> [Exercise objective]:
According to the article below on color perception, who created the 3D mathematical space that explains how the eye tells one color from another?

> [Page extract]:
LOS ALAMOS, N.M. — Unlike science, it’s harder to disprove centuries-old theories of mathematics — certain equations are simply absolute. However, a new study has seemingly done the impossible. Researchers at the Los Alamos National Laboratory uncovered an error in a 3D mathematical space model that explains how our eyes perceive different colors. Understanding the correct formula may help the television and paint industries reformat how they create visual imagery and color.
Nobel Prize-winning physicist Erwin Schrödinger created the 3D mathematical space more than 100 years ago to explain how the eye can identify one color from another. How humans perceive color has helped immensely in the image processing of computer graphics and visualization tasks.
“The assumed shape of color space requires a paradigm shift,” explains Roxana Bujack, a computer scientist with a background in mathematics who creates scientific visualizations at Los Alamos National Laboratory, in a media release.
Bujack says that while it wasn’t the team’s intentions to overturn a foundational theory in math, “proving one of them wrong is pretty much the dream of a scientist.”
The original plan was to create mathematical algorithms to enhance color maps for data visualization with the goal of making them easier to understand. However, when researchers applied Riemannian geometry, which allows generalizing straight lines to curved surfaces, it didn’t work.

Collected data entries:

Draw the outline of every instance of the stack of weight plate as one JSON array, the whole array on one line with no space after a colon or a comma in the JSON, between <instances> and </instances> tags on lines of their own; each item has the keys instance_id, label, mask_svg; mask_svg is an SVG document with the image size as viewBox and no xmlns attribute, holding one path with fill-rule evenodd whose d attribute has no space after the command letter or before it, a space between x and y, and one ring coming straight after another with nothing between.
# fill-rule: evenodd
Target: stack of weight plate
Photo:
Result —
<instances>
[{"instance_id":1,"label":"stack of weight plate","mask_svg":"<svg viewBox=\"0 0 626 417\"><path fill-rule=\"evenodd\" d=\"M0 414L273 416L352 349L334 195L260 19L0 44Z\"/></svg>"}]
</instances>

> [Written answer]:
Nobel Prize-winning physicist Erwin Schrödinger.